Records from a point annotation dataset
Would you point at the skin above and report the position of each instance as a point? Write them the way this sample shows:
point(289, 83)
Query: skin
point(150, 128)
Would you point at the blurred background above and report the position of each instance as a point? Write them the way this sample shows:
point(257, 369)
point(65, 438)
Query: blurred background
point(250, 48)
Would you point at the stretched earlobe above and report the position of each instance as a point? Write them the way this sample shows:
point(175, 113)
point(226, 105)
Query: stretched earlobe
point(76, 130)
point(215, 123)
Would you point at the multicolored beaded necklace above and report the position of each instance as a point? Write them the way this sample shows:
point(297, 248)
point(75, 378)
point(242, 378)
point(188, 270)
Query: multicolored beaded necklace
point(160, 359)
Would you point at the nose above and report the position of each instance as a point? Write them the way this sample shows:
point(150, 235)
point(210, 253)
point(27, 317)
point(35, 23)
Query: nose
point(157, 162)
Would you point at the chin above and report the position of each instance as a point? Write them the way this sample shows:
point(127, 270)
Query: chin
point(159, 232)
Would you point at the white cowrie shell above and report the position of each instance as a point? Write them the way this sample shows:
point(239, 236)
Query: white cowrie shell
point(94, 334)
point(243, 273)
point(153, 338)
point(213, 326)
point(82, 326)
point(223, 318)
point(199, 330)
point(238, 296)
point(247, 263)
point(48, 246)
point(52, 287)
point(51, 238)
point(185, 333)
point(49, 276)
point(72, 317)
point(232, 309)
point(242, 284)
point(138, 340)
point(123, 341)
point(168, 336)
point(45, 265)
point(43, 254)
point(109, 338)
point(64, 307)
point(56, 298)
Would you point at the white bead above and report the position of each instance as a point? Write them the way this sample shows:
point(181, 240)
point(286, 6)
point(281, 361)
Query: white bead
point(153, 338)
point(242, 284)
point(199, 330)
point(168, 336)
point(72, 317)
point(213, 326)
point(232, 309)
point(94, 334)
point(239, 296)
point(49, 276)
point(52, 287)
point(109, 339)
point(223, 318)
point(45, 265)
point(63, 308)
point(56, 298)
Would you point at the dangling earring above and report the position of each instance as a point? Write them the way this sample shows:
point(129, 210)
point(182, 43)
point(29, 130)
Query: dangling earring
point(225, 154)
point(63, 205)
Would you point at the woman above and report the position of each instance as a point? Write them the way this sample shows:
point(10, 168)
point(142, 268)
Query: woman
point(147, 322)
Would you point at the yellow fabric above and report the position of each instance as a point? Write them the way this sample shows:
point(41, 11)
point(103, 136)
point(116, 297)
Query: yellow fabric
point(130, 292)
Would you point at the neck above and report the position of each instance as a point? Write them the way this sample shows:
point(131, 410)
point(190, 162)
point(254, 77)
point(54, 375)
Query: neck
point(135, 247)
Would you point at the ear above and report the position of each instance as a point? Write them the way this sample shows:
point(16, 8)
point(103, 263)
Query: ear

Stated exercise:
Reproduce all of the data above verbatim, line for line.

The reply:
Would you point at the skin above and report the position of each instance as a point? Write them the way this sample shows:
point(289, 83)
Query: skin
point(150, 128)
Would you point at the blurred background above and report the position of each instance as a point? Write them the way this sample shows:
point(257, 369)
point(65, 438)
Query: blurred background
point(250, 48)
Would you point at the stretched earlobe above and report the position of each instance as a point? Write them the way this sample shows:
point(175, 113)
point(226, 105)
Query: stretched earlobe
point(76, 130)
point(215, 123)
Would you point at the multicolored beaded necklace above and report the position of each instance as a point? Write them the way this sample shows:
point(297, 248)
point(75, 378)
point(242, 378)
point(188, 270)
Query: multicolored beaded necklace
point(160, 359)
Would you point at the nose above and report the position of each instance as a point? Write them the way this sample shows:
point(150, 235)
point(210, 253)
point(27, 317)
point(35, 23)
Query: nose
point(157, 162)
Would you point at the chin above and report the position of each instance as a point? Write them the way this sample shows:
point(127, 270)
Query: chin
point(159, 232)
Would you point at the white cowrie shell above and report the position of each instance as a point? Write them the way this sample shows:
point(239, 236)
Query: white cowrie shell
point(94, 334)
point(243, 273)
point(153, 338)
point(213, 326)
point(82, 326)
point(223, 318)
point(199, 330)
point(238, 296)
point(247, 263)
point(48, 246)
point(52, 287)
point(51, 238)
point(185, 333)
point(49, 276)
point(72, 317)
point(232, 309)
point(242, 284)
point(138, 340)
point(123, 341)
point(168, 336)
point(45, 265)
point(43, 254)
point(109, 338)
point(64, 307)
point(56, 298)
Would you point at the white bead above and report the position of each instance as a point? Write them the way this sample shows:
point(181, 240)
point(286, 6)
point(281, 361)
Query: white bead
point(153, 338)
point(242, 284)
point(199, 330)
point(168, 336)
point(72, 317)
point(213, 326)
point(232, 309)
point(94, 334)
point(239, 296)
point(49, 276)
point(52, 287)
point(109, 339)
point(223, 318)
point(45, 265)
point(63, 308)
point(56, 298)
Would you point at the dangling earring above and report the position of each instance as a point? Write them the way this sample shows:
point(129, 210)
point(182, 43)
point(29, 130)
Query: dangling earring
point(225, 154)
point(63, 205)
Would you point at the woman above and report the position of each instance as a point? Write them the way this sample shows:
point(10, 168)
point(142, 268)
Query: woman
point(147, 322)
Would you point at the yellow fabric above and report the position of each instance as a point? Write them the way this sample shows:
point(41, 11)
point(103, 136)
point(116, 297)
Query: yellow fabric
point(130, 292)
Would you point at the neck above and report the position of each instance as a point? Write them the way this sample shows:
point(131, 410)
point(190, 162)
point(254, 77)
point(54, 375)
Query: neck
point(135, 247)
Would you point at the ear above and report the position of each instance as a point? Write them the way this sample shows:
point(16, 8)
point(103, 263)
Query: ear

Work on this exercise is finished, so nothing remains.